Records for processing
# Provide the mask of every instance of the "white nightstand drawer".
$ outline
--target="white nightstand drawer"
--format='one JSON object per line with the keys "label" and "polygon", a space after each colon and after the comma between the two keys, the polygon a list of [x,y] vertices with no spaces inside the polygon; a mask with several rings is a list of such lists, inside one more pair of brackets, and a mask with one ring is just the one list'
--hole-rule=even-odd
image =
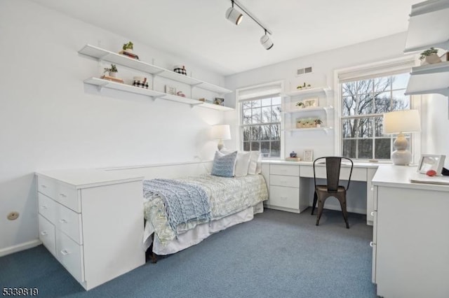
{"label": "white nightstand drawer", "polygon": [[270,164],[269,173],[300,176],[300,166],[293,164]]}
{"label": "white nightstand drawer", "polygon": [[299,209],[299,189],[272,185],[269,189],[269,204],[279,207]]}
{"label": "white nightstand drawer", "polygon": [[41,215],[39,215],[39,239],[52,255],[56,255],[55,226]]}
{"label": "white nightstand drawer", "polygon": [[74,187],[58,180],[39,176],[38,190],[74,211],[81,212],[78,191]]}
{"label": "white nightstand drawer", "polygon": [[37,193],[39,199],[39,213],[53,224],[55,223],[55,213],[56,212],[56,203],[45,194]]}
{"label": "white nightstand drawer", "polygon": [[56,258],[80,283],[84,281],[82,248],[64,233],[56,232]]}
{"label": "white nightstand drawer", "polygon": [[300,187],[300,178],[294,176],[270,175],[270,185]]}
{"label": "white nightstand drawer", "polygon": [[62,231],[78,244],[83,244],[81,234],[81,215],[58,204],[55,225],[58,230]]}

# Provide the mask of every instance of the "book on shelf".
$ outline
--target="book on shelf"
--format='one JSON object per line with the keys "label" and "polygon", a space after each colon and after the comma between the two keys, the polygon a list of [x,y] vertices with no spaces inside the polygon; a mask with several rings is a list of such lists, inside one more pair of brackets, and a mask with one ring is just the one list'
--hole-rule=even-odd
{"label": "book on shelf", "polygon": [[112,82],[121,83],[123,83],[123,80],[120,78],[115,78],[110,76],[106,76],[106,75],[102,76],[100,78],[102,78],[103,80],[112,80]]}
{"label": "book on shelf", "polygon": [[139,59],[139,56],[134,54],[133,52],[126,52],[126,50],[121,50],[120,52],[119,52],[119,54],[129,57],[130,58],[137,59],[138,60]]}

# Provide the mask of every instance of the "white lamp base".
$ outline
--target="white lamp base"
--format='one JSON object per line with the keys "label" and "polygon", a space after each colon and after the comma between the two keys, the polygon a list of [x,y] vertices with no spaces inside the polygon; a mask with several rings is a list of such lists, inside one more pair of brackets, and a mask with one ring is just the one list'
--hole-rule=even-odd
{"label": "white lamp base", "polygon": [[391,160],[393,164],[396,166],[408,166],[412,161],[412,153],[407,150],[408,141],[403,133],[398,135],[398,137],[393,143],[396,150],[391,152]]}

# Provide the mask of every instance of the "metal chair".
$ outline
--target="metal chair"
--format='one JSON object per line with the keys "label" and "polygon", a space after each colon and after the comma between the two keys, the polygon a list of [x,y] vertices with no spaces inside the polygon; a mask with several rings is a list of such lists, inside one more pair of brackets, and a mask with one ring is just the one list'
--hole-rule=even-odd
{"label": "metal chair", "polygon": [[[316,178],[315,174],[315,164],[317,161],[326,159],[326,172],[327,185],[317,185]],[[347,159],[351,163],[351,171],[349,177],[347,179],[348,183],[346,187],[340,185],[340,171],[342,166],[342,159]],[[323,207],[324,201],[329,197],[335,197],[340,201],[343,213],[343,218],[346,223],[346,228],[349,228],[348,224],[348,213],[346,210],[346,192],[349,189],[349,183],[351,182],[351,175],[352,174],[352,168],[354,163],[352,160],[347,157],[340,157],[335,156],[328,156],[317,158],[314,161],[314,183],[315,184],[315,193],[314,194],[314,204],[311,207],[311,215],[314,215],[314,210],[316,206],[318,201],[318,214],[316,215],[316,225],[319,225],[320,218],[323,213]]]}

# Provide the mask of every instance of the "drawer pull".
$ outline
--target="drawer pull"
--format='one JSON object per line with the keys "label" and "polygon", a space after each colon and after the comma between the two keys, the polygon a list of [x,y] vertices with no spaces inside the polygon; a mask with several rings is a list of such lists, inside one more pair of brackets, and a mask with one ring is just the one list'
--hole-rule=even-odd
{"label": "drawer pull", "polygon": [[67,255],[70,253],[70,252],[66,249],[61,250],[61,253],[64,255]]}

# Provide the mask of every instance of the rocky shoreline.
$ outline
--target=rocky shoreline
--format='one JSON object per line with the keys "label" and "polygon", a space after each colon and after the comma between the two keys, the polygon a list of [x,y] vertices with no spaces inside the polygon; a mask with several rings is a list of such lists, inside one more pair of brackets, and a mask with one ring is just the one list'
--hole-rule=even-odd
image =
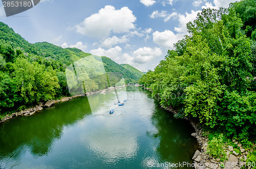
{"label": "rocky shoreline", "polygon": [[9,115],[7,115],[5,118],[3,119],[0,119],[0,124],[6,122],[11,118],[14,118],[17,116],[28,116],[30,115],[32,115],[34,114],[36,112],[41,111],[44,108],[47,108],[50,107],[51,107],[54,105],[56,103],[59,102],[66,102],[69,100],[72,100],[74,98],[80,97],[82,96],[87,96],[92,95],[95,93],[100,93],[100,94],[106,94],[108,92],[108,90],[112,90],[116,89],[118,89],[119,88],[121,88],[123,87],[125,87],[125,85],[123,85],[121,86],[117,86],[117,87],[110,87],[108,88],[94,91],[90,92],[87,92],[84,95],[76,95],[74,96],[71,96],[70,97],[63,97],[60,100],[49,100],[46,103],[39,102],[37,105],[35,107],[29,108],[25,109],[24,110],[22,110],[20,111],[16,112],[15,113],[13,113]]}

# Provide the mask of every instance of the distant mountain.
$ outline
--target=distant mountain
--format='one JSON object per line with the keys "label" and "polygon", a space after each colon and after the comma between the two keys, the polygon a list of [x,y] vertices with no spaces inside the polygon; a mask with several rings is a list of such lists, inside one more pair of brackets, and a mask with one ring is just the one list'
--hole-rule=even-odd
{"label": "distant mountain", "polygon": [[[76,48],[63,49],[47,42],[30,43],[15,33],[8,25],[0,22],[0,44],[10,45],[13,49],[20,49],[31,61],[38,61],[46,67],[65,71],[70,64],[91,54]],[[123,76],[127,83],[136,82],[143,73],[129,64],[119,64],[107,57],[102,57],[106,72],[118,73]]]}

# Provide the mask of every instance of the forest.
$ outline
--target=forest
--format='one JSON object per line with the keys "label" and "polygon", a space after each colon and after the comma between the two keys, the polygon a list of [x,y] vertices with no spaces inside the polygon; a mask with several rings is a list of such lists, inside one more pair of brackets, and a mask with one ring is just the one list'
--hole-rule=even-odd
{"label": "forest", "polygon": [[[136,83],[143,75],[106,57],[89,59],[90,54],[76,48],[62,49],[46,42],[30,43],[2,22],[0,37],[0,119],[39,102],[70,95],[66,71],[78,60],[91,67],[73,79],[73,85],[87,92],[114,86],[123,77],[126,84]],[[99,75],[94,67],[100,64]],[[84,85],[82,81],[88,83]]]}
{"label": "forest", "polygon": [[[256,1],[203,9],[139,83],[164,107],[248,148],[256,136]],[[256,156],[255,156],[256,157]],[[256,159],[256,158],[255,158]]]}

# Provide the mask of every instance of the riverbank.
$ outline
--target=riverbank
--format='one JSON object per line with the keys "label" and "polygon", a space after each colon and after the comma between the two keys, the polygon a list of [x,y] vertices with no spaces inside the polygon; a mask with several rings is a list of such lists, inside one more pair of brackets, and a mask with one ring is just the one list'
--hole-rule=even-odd
{"label": "riverbank", "polygon": [[[153,91],[149,88],[144,88],[145,89]],[[178,114],[177,110],[170,107],[163,107],[172,113]],[[224,161],[220,158],[214,158],[209,153],[208,149],[209,139],[207,135],[208,132],[203,131],[203,128],[199,124],[193,122],[188,117],[184,118],[188,120],[195,129],[195,132],[191,133],[191,136],[195,137],[198,142],[200,147],[199,150],[197,150],[192,157],[194,160],[193,166],[195,168],[232,168],[239,169],[245,167],[246,168],[250,168],[246,164],[248,159],[248,155],[253,151],[256,144],[253,147],[249,149],[245,149],[242,146],[242,144],[236,139],[232,140],[232,143],[230,142],[224,142],[223,147],[226,155],[226,159]],[[256,166],[256,164],[255,165]]]}
{"label": "riverbank", "polygon": [[0,123],[4,123],[9,119],[17,116],[28,116],[34,114],[35,113],[41,111],[44,108],[47,108],[54,105],[56,103],[62,102],[67,102],[73,99],[80,97],[82,96],[88,96],[95,93],[105,94],[108,90],[112,90],[119,88],[125,87],[126,85],[123,85],[116,87],[110,87],[108,88],[94,91],[90,92],[87,92],[85,94],[83,95],[76,95],[74,96],[71,96],[69,97],[63,96],[60,100],[49,100],[46,102],[39,102],[38,104],[30,108],[25,109],[20,111],[17,111],[13,113],[11,113],[6,115],[3,119],[0,119]]}

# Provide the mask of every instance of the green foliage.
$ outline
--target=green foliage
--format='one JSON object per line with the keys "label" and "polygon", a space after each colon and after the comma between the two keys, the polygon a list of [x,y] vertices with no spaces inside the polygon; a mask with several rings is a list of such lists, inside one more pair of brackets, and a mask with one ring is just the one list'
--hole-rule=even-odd
{"label": "green foliage", "polygon": [[226,158],[226,154],[224,150],[224,143],[223,136],[220,135],[214,137],[208,143],[207,153],[214,158],[219,158],[222,161]]}
{"label": "green foliage", "polygon": [[[105,57],[84,60],[91,55],[76,48],[62,49],[46,42],[31,44],[2,22],[0,37],[0,117],[39,101],[70,94],[66,74],[70,72],[66,68],[78,60],[76,70],[82,73],[79,77],[71,76],[77,91],[90,92],[119,85],[123,76],[125,83],[136,83],[143,74]],[[101,60],[104,67],[99,66]],[[91,66],[85,69],[82,64]]]}
{"label": "green foliage", "polygon": [[245,147],[256,136],[255,11],[254,0],[203,9],[187,25],[190,35],[139,80],[163,106],[182,107],[185,115],[237,136]]}

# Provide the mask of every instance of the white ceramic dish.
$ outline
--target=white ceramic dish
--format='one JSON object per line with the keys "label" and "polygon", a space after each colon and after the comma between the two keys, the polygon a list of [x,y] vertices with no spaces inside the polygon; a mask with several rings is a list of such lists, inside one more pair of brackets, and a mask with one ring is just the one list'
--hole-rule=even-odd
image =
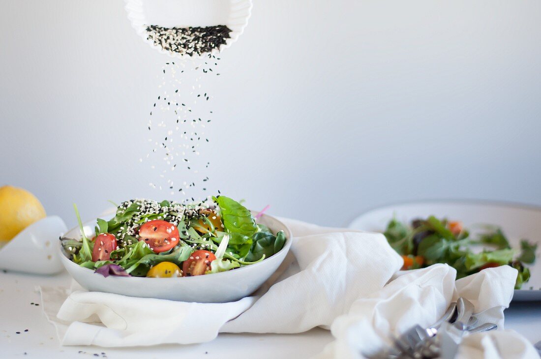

What needs to be done
Give back word for word the lines from the one containing "# Provide the mask of every instance of the white" through the final line of the data above. Pictures are to be left out.

Answer to the problem
# Provide the mask of every instance of the white ceramic dish.
$ outline
--target=white ceramic dish
--format='one JSON object per line with the keys "label" and "polygon", a space after each colon and after the comma between the two keys, the polygon a list of [x,y] vertices with no spaces inside the polygon; a mask with several rings is a list of such lists, inside one more pair of brackets, and a mask with one ring is just the one list'
--hole-rule=even-odd
image =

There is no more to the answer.